Leave out every line before the one containing "locate mossy boulder", and repeat the rest of the material below exactly, that line included.

DATA SECTION.
BEGIN

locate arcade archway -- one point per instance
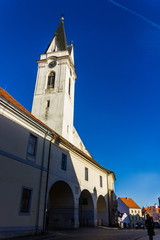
(60, 210)
(86, 209)
(101, 211)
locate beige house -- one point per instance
(47, 177)
(130, 214)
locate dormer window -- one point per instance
(51, 80)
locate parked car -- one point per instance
(156, 224)
(139, 225)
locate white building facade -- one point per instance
(48, 178)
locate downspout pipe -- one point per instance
(46, 188)
(40, 185)
(108, 201)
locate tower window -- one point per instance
(51, 80)
(69, 87)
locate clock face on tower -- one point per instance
(52, 64)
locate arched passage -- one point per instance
(86, 209)
(60, 212)
(102, 215)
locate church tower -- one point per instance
(53, 101)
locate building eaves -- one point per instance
(5, 95)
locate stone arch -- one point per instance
(102, 214)
(86, 209)
(60, 209)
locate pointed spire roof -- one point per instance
(60, 36)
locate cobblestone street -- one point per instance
(101, 233)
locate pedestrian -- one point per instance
(150, 227)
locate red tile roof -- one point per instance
(129, 202)
(11, 100)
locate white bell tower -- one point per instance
(53, 101)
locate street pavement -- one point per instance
(99, 233)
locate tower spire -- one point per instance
(59, 40)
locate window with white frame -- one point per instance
(25, 200)
(32, 144)
(64, 162)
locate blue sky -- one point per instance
(117, 61)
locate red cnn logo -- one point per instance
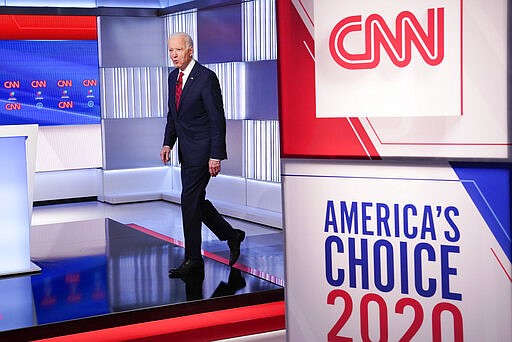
(429, 43)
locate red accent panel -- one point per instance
(207, 326)
(48, 27)
(302, 134)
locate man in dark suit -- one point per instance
(196, 119)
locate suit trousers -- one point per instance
(196, 209)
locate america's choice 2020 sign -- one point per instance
(389, 252)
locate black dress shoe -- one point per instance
(234, 246)
(188, 268)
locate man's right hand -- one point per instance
(165, 154)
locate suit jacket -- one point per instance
(199, 123)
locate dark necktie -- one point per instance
(179, 89)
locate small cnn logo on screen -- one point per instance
(398, 45)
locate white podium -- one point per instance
(17, 153)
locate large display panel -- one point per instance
(397, 251)
(373, 80)
(48, 79)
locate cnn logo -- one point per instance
(429, 42)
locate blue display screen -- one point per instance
(49, 82)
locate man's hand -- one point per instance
(214, 166)
(165, 154)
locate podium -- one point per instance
(17, 153)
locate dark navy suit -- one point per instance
(199, 125)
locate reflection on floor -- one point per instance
(98, 272)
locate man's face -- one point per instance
(179, 53)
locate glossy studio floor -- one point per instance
(106, 266)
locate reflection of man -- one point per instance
(196, 119)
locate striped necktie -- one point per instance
(179, 89)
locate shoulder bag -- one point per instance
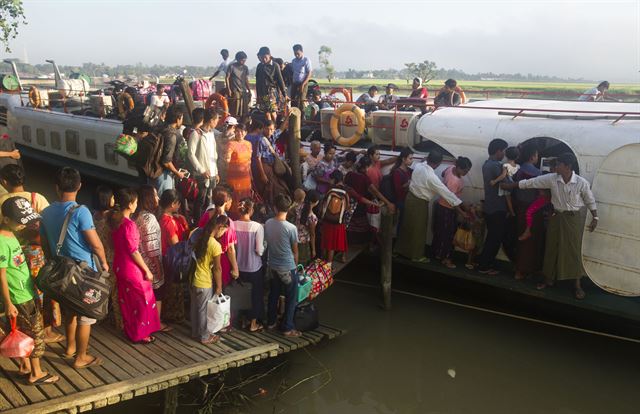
(73, 283)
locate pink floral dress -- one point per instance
(135, 293)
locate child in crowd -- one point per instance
(509, 169)
(207, 250)
(334, 230)
(306, 221)
(251, 246)
(17, 287)
(173, 229)
(543, 200)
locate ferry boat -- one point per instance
(604, 136)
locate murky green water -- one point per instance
(430, 357)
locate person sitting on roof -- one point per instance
(596, 94)
(367, 100)
(418, 91)
(450, 95)
(388, 100)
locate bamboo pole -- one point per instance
(386, 260)
(295, 118)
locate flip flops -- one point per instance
(97, 361)
(47, 379)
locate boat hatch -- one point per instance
(611, 254)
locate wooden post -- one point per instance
(170, 400)
(295, 118)
(386, 251)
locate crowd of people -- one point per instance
(226, 189)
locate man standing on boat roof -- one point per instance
(224, 65)
(563, 248)
(301, 68)
(171, 141)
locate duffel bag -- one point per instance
(306, 317)
(321, 276)
(74, 284)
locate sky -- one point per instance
(594, 40)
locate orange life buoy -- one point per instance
(335, 120)
(34, 97)
(125, 104)
(343, 91)
(220, 102)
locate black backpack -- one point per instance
(149, 154)
(387, 188)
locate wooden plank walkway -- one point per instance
(131, 370)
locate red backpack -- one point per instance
(200, 89)
(335, 205)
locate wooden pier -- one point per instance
(131, 370)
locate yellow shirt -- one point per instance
(203, 277)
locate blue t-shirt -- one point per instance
(75, 245)
(280, 235)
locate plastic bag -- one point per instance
(16, 344)
(304, 284)
(218, 313)
(126, 145)
(321, 276)
(463, 239)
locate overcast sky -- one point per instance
(589, 39)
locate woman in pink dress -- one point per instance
(134, 279)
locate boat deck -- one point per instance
(131, 370)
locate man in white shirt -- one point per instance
(570, 193)
(596, 94)
(224, 65)
(425, 186)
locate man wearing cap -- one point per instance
(367, 100)
(81, 243)
(17, 287)
(269, 82)
(224, 65)
(301, 68)
(388, 100)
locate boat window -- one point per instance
(91, 149)
(72, 141)
(26, 133)
(41, 137)
(110, 153)
(56, 142)
(3, 115)
(550, 148)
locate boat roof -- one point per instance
(506, 103)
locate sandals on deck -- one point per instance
(47, 379)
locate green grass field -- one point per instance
(364, 84)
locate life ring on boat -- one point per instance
(335, 120)
(343, 91)
(220, 102)
(34, 97)
(125, 104)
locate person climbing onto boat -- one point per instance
(570, 193)
(269, 83)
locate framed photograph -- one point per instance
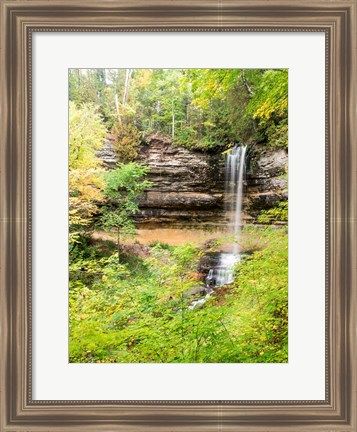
(178, 215)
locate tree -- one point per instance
(124, 185)
(86, 136)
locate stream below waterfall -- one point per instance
(223, 273)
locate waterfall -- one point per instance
(234, 177)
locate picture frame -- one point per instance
(19, 21)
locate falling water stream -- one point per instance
(233, 196)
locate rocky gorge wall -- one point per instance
(189, 185)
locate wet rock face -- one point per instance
(188, 185)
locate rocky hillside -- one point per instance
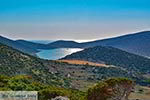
(14, 62)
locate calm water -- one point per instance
(55, 54)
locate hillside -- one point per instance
(137, 43)
(14, 62)
(113, 56)
(18, 46)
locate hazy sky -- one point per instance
(72, 19)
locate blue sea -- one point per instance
(54, 54)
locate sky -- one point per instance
(72, 19)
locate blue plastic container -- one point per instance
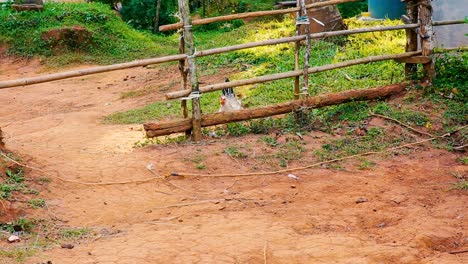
(392, 9)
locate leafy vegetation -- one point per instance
(13, 182)
(111, 39)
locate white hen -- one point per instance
(228, 100)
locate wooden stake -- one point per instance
(183, 74)
(166, 128)
(291, 74)
(411, 37)
(205, 21)
(427, 36)
(140, 63)
(305, 78)
(196, 111)
(296, 56)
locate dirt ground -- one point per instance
(411, 215)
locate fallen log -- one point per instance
(290, 74)
(209, 20)
(170, 127)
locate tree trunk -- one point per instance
(166, 128)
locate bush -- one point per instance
(140, 14)
(27, 34)
(352, 9)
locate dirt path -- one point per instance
(410, 216)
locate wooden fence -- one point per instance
(418, 25)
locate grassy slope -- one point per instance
(112, 41)
(279, 58)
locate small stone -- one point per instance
(67, 246)
(14, 239)
(361, 200)
(292, 176)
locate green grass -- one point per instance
(235, 152)
(14, 182)
(112, 39)
(17, 254)
(279, 58)
(376, 139)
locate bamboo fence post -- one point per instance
(177, 126)
(411, 37)
(209, 20)
(292, 74)
(183, 74)
(188, 37)
(305, 78)
(426, 35)
(296, 55)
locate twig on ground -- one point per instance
(458, 252)
(404, 125)
(183, 174)
(192, 203)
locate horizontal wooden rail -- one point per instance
(139, 63)
(170, 127)
(94, 70)
(443, 50)
(209, 20)
(448, 22)
(303, 37)
(290, 74)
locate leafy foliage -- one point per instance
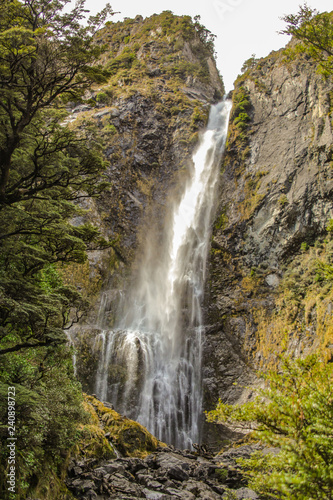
(315, 32)
(46, 60)
(295, 415)
(46, 57)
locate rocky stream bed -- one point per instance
(165, 474)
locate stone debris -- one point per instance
(164, 475)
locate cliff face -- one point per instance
(266, 294)
(161, 81)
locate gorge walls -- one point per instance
(266, 294)
(268, 290)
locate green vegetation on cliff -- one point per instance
(46, 57)
(294, 415)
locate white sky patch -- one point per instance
(243, 27)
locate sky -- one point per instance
(242, 27)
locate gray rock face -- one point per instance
(276, 192)
(164, 475)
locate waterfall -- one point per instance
(150, 365)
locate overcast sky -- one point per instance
(243, 27)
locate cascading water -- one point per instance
(150, 365)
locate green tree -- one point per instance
(294, 415)
(47, 58)
(315, 32)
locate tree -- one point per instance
(315, 32)
(47, 58)
(294, 415)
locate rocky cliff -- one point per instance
(159, 81)
(269, 290)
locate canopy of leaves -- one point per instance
(46, 58)
(315, 32)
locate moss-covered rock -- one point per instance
(130, 438)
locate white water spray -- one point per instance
(150, 365)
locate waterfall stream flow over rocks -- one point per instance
(150, 364)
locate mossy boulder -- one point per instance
(130, 438)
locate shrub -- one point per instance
(295, 415)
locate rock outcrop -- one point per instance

END

SOLUTION FOR THIS EXERCISE.
locate mossy boulder -- one point per instance
(130, 438)
locate shrub -- one point per instance
(295, 415)
locate rock outcrop -- one point per instance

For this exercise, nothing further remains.